[Saved entries]
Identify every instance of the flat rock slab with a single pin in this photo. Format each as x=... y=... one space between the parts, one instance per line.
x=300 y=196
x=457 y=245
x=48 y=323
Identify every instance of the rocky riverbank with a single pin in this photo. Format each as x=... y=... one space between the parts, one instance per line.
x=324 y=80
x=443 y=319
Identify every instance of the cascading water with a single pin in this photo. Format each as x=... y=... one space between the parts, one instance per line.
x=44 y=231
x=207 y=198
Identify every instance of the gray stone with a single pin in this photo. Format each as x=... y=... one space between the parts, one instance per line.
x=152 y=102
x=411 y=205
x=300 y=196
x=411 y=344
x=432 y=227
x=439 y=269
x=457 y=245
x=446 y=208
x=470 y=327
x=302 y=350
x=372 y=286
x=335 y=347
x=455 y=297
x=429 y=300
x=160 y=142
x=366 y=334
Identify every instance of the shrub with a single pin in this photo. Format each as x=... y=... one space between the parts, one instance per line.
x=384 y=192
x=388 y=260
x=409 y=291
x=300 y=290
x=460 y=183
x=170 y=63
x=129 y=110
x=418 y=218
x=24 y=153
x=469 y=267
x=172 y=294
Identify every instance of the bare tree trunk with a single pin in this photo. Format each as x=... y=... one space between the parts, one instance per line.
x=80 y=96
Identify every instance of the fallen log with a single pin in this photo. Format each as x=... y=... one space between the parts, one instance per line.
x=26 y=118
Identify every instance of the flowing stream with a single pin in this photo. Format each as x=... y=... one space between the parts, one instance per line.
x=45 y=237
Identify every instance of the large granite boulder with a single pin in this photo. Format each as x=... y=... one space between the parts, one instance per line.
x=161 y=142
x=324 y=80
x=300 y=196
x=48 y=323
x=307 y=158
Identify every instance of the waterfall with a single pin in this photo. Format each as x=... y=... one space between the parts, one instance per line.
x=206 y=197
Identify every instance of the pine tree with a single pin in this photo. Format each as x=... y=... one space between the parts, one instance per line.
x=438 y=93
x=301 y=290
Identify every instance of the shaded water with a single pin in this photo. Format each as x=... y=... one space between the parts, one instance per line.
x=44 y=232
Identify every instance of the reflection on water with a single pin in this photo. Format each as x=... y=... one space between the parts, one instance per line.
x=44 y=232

◆ REQUIRED WORK ◆
In the answer, return exactly the lines from the line containing "Identify every instance of the reflection" to the end of the records above, and no others.

◆ SOLUTION ◆
Identify every instance of the reflection on water with a single pin in this photo. Format each as x=... y=... one space between the parts, one instance per line.
x=44 y=232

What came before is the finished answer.